Coordinate annotation entries
--- start ---

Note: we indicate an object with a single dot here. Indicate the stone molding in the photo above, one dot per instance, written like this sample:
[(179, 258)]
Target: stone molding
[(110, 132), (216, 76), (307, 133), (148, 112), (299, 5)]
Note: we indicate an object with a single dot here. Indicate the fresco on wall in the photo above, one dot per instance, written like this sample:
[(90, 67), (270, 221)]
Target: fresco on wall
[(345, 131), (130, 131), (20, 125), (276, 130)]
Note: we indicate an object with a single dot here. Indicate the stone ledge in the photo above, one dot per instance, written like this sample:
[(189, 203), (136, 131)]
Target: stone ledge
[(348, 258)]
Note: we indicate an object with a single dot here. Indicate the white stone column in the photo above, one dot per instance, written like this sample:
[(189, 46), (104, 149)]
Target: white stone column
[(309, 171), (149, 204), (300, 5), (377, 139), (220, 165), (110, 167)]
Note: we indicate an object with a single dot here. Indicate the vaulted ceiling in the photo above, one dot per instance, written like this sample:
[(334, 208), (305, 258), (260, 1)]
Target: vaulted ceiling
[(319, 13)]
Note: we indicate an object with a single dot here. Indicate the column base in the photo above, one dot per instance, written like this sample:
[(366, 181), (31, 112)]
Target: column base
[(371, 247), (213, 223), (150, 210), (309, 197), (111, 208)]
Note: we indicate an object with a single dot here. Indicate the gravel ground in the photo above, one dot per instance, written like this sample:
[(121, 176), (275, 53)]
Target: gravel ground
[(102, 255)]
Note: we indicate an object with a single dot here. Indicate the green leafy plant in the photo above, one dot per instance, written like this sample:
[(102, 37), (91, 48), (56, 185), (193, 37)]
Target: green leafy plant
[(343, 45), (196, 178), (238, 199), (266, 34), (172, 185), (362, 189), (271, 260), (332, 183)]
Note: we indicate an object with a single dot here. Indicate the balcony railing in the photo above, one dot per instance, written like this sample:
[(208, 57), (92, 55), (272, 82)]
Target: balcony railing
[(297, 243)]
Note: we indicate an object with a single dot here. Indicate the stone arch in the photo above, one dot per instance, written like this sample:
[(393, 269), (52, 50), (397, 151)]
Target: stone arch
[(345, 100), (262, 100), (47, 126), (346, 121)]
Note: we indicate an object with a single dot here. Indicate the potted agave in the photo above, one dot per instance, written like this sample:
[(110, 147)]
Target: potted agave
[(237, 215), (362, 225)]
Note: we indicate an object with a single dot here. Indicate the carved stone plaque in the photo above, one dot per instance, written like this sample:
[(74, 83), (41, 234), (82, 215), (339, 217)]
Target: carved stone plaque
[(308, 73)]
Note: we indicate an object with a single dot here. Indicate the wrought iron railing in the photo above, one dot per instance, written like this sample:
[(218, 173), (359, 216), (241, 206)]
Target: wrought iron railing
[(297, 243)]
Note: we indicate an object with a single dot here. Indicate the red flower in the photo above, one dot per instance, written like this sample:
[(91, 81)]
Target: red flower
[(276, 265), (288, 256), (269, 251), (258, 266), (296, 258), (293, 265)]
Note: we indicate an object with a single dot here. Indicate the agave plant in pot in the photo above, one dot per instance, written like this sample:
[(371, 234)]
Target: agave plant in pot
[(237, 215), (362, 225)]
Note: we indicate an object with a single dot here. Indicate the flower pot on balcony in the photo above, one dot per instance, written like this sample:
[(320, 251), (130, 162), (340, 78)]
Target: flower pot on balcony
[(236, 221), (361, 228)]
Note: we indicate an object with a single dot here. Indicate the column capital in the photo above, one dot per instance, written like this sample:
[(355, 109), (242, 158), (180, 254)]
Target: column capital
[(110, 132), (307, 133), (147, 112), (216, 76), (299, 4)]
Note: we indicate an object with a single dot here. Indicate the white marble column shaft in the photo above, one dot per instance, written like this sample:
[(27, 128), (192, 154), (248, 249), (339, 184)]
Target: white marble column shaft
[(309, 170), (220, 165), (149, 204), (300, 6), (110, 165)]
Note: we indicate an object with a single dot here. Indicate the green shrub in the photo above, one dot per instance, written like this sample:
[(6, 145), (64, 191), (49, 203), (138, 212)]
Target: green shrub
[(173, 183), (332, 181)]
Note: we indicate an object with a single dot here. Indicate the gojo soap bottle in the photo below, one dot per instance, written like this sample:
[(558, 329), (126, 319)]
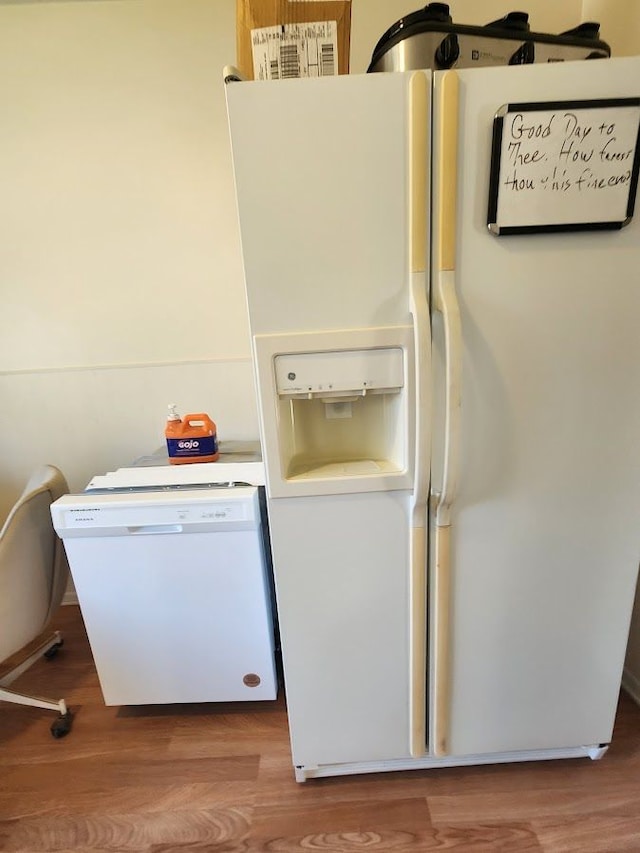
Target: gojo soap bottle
[(190, 439)]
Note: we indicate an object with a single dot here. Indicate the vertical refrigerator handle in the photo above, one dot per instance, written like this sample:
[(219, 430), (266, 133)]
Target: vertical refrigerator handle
[(418, 158), (446, 302)]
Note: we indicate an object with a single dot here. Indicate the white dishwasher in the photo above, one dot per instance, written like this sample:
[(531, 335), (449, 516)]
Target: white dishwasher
[(173, 584)]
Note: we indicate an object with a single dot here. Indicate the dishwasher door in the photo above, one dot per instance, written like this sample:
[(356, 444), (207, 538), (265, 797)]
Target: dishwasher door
[(175, 592)]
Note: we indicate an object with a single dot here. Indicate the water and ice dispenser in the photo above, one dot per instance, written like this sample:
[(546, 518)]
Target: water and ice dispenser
[(339, 414)]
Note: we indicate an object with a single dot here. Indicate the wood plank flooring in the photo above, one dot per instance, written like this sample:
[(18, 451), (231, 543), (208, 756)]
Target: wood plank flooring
[(219, 778)]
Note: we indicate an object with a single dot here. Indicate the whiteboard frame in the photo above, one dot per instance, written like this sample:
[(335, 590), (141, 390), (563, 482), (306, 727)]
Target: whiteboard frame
[(496, 149)]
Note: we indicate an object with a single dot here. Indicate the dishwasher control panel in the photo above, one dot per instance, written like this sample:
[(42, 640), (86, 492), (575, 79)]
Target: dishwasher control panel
[(233, 508)]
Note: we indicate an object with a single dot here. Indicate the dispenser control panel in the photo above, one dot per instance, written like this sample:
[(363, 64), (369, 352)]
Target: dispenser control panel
[(340, 372)]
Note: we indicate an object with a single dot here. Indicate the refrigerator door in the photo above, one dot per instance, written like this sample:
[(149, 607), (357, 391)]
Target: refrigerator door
[(332, 180), (544, 537)]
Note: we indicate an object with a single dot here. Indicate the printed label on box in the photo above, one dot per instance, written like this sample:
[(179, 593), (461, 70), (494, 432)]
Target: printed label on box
[(295, 50)]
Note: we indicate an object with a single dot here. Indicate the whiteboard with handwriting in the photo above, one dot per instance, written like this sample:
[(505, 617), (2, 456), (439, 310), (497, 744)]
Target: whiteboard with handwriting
[(564, 166)]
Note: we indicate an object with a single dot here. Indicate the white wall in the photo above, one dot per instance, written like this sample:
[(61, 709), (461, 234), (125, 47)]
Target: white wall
[(120, 259), (619, 23)]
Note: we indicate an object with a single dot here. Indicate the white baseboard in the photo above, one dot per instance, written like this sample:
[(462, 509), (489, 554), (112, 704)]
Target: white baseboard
[(631, 684)]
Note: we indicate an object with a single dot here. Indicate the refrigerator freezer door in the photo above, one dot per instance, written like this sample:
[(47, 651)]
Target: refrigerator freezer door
[(343, 597), (544, 538), (321, 181)]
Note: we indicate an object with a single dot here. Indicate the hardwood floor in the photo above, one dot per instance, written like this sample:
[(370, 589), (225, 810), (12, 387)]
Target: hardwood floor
[(219, 778)]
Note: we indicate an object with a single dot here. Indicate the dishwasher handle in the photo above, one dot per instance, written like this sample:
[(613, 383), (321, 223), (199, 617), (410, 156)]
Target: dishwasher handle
[(153, 529)]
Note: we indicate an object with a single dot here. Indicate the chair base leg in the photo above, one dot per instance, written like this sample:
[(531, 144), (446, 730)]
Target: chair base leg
[(54, 641)]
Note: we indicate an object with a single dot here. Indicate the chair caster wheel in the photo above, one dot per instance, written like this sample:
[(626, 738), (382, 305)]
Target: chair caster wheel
[(53, 651), (62, 725)]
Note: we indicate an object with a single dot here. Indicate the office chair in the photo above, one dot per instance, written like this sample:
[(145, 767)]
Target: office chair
[(33, 577)]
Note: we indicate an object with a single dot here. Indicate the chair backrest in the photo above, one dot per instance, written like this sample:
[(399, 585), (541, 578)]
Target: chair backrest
[(33, 565)]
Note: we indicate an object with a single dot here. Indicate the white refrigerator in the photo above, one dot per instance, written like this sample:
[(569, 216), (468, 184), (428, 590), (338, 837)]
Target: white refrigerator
[(448, 380)]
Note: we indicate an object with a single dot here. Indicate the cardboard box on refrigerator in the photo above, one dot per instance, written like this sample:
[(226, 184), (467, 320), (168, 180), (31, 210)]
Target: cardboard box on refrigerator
[(292, 38)]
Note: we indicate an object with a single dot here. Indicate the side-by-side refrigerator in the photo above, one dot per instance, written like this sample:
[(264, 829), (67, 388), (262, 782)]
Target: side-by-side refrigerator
[(448, 381)]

--- end ---

STATED PROBLEM:
Reproduce verbatim every line of the items from the line containing "Indicate the potted" through the line containing "[(236, 221), (361, 228)]", including both of those lines.

EXERCISE RESULT:
Note: we indicate an object with a single dot here. Indicate the potted agave in the photo above, one dot per instance, written like this sample:
[(110, 147)]
Target: potted agave
[(237, 215), (362, 225)]
Note: we indicate an object with a single dot here. Indicate the carved stone plaque in the photo above, one dot per instance, written like this sample:
[(74, 83), (41, 234), (82, 215), (339, 217)]
Target: carved stone plaque
[(308, 73)]
Note: we indicate an object with a single dot here. Indicate the wrought iron railing in the photo above, one dot per instance, written like this sample:
[(218, 173), (359, 216), (241, 206)]
Target: wrought iron railing
[(297, 243)]
Note: we indicate an object with a single dot here. Indicate the red flower in the photo above, one dot per instance, written like this sample:
[(91, 81)]
Target: red flower
[(276, 265), (288, 256), (269, 251), (258, 266), (296, 258), (293, 265)]
Note: we indicate an object with a single dot here. Indicate the agave plant in pot in the photo above, one dot per instance, written like this sample:
[(371, 234)]
Target: agave plant in pot
[(237, 215), (362, 225)]
Note: we indicate an object with a single dot here. Indicate the flower pot on balcony in the photo above, one dot per instance, written like this sample:
[(320, 251), (130, 162), (340, 78)]
Target: flower pot on balcony
[(236, 221), (361, 228)]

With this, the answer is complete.